__SOURCE TEXT__
##############################

When Alexandra and Genevieve Smart begin working on a new collection for their Ginger & Smart label, one of the most important people involved in the process is Zinthia Zheng.
You probably haven't heard of Zheng, and you certainly wouldn't have seen her on the red carpet at industry events, but as the head machinist at Ginger & Smart she plays a pivotal role in creating the brand's clothing that ends up on the catwalk at fashion shows in Australia and is sold in boutiques around the world.
Once the Smarts have settled on an inspiration, sketches and fabrics for a new range, pattern makers translate those initial ideas into shapes that will form individual pieces of the finished garment.
It then falls to Zheng to undertake the complex task of interpreting those original, and often complicated, patterns to make the samples that will be sold to industry buyers, who in turn will sell them to you.
''Working with a high-end label like Ginger & Smart, we are all making original garments,'' Zheng says. ''At the low end, the cheaper labels just give you something to copy but at our high end, there is nothing to copy, so every day you are solving a new problem.''
Zheng has more than 20 years' experience working for different fashion companies in Australia but says the challenges of working for designer label Ginger & Smart make it her most satisfying job to date.
''Sometimes Gen thinks of something and it doesn't make sense to me but slowly we find a way,'' she says. ''With sewing, you have a lot of different ways - the easy way, the hard way and the expensive way and every day we need to come up with something new.''
While they remain ''faceless'' to the larger population, the skills of women and men such as Zheng form the backbone of the Australian fashion industry, which, despite the trend to offshore production, still includes 4400 textile, clothing and footwear businesses manufacturing here, employing 49,000 workers to do so, according to 2009 Australian Bureau of Statistics figures.
But unfortunately, Australian-made does not always mean ethically made. Of those 4400 businesses manufacturing in Australia, fewer than 60 are certified as having met their legal obligations to and standards for workers, including machinists, outworkers and pattern makers throughout their supply chain, according to industry body Ethical Clothing Australia.
With fair wages, decent working conditions and regular hours, Zheng is one of the luckier workers.
''Ginger & Smart pay very well; we are a very good team here and we make nice fashion garments,'' she says.
Others are not so fortunate. The word ''sweatshop'' is often associated with countries such as China and India but many clothing workers in Australia, particularly home-based workers, are paid as little as $3 or $4 an hour and do not receive entitlements such as superannuation or annual leave.
Such workers are predominantly migrant women for whom English is a second language, compounding their isolation and a lack of recognition of their plight.
The national manager of ECA, Simon McRae, says: ''The women who are working on these clothes are skilled workers, from the pattern makers to the machinists and seamstresses, and they should be paid fairly and treated right and we should be proud of them.''
In an effort to highlight the skills of garment workers and advocate for their fair treatment, ECA is launching a national campaign called Meet Your Maker next month. Brands that have been accredited as ethical by ECA will use special Meet Your Maker swing tags that feature a QR code or URL for smartphones to take consumers directly to the ECA's website for the individual story of the key maker involved with producing that particular garment.

##############################

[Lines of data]
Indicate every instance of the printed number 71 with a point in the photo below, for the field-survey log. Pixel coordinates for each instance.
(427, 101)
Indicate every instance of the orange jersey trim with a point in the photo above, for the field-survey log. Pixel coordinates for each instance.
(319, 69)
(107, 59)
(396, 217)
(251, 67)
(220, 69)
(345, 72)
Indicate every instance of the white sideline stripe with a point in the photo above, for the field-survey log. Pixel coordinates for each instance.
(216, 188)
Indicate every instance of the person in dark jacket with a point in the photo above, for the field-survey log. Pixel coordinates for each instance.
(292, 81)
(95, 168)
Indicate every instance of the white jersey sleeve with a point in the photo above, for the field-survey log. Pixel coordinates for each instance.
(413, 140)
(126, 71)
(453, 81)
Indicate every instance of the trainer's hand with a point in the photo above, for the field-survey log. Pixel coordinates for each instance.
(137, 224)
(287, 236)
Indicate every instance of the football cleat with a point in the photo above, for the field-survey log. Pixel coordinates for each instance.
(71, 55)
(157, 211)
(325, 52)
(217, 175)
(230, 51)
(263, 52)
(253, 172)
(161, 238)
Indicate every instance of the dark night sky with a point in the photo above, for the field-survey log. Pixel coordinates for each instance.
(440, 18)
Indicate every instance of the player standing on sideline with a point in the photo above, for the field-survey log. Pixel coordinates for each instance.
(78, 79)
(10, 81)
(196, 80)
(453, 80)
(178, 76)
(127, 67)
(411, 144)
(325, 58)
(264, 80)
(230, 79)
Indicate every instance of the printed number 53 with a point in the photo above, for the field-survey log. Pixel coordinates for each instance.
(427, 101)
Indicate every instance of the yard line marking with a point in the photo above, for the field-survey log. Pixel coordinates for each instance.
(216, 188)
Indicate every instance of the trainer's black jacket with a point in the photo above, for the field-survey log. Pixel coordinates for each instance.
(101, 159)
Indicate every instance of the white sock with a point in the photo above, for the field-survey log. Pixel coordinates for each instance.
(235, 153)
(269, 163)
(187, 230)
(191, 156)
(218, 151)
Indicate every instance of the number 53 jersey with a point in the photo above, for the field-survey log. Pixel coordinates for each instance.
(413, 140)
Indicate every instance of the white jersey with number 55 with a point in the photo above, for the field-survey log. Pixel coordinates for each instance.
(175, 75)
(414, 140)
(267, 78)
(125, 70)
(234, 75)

##############################

__REQUESTS__
(A) Offset the pixel coordinates by 34 in the rows of data, from the line with "Indicate every instance of the white jersey with" up to and including the final row. Reproduce every one of those lines with its request intact and 34 added to each coordinate number.
(B) Write what comes next in the article on Australian garment workers, picking up after its final sentence.
The article and the rows of data are unrelated.

__RESULTS OF THE TASKS__
(A)
Indicate every instance of the white jersey with number 55 with a point in the photo above, for the field-survey log. Pixel coordinates for each instance.
(209, 109)
(448, 174)
(301, 112)
(159, 104)
(268, 109)

(B)
''What we are trying to highlight is that there is a whole hidden workforce out there that people are unaware is being exploited,'' McRae says. ''By highlighting the people doing the right thing, we want to show that we can have both an ethical industry and a viable industry in Australia.''
Ginger & Smart, Cue, Nobody and Otto & Spike are among the companies taking part in the Meet Your Maker campaign, which is the latest stage of ECA's longer-term effort to encourage fashion companies to become compliant with its accreditation and labelling system.
Lisa Ho, Collette Dinnigan and Ginger & Smart are among the companies that have already received accreditation by opening up their supply chains to independent audits to ensure they meet minimum legal obligations to their workers under the Federal Textile, Clothing, Footwear and Associated Industries Award.
Accredited brands are able to display an ECA trademark on Australian-made products, providing consumers with a way to support ethically produced garments.
Genevieve Smart is the first to admit the accreditation process, which costs from $300 to $6000 a year, is time-consuming and labour intensive.
''It's a big decision for a company of our size to take on the auditing process,'' she says.
''It's not easy, because there are so many people involved in the [manufacturing] process but when a garment leaves our hands to be made by somebody, it's important for us to know that it's in the right factory being made by the right people in the right working conditions.''
Alexandra Smart says the duo decided to embark on the accreditation process because ''it matters to us personally that the people who work with us in the process of production are well looked after'' but adds that achieving accreditation also delivers a selling point with consumers.
''More than ever in this current retail environment, consumers are looking for authenticity,'' she says. ''They want to feel that the people who contributed to the garment have been looked after and even if it doesn't result in a sale, [the ECA accreditation] strikes up a discussion about how something was made and that's a good discussion to have.''
The co-founder of Nobody, John Condilis, says his decision to gain ECA accreditation was based on the values with which he has operated his denim company since its inception 12 years ago and a desire to continue manufacturing in Australia.
He says: ''We are a family-owned business and it became apparent in the mid-'90s that the textile industry was going through drastic changes, which forced clothing companies to source offshore and led to a dramatic decline in Australian manufacturing.''
He says the fair treatment of workers will help keep an industry here and ''in three to five years, I think this will be second nature for everyone''.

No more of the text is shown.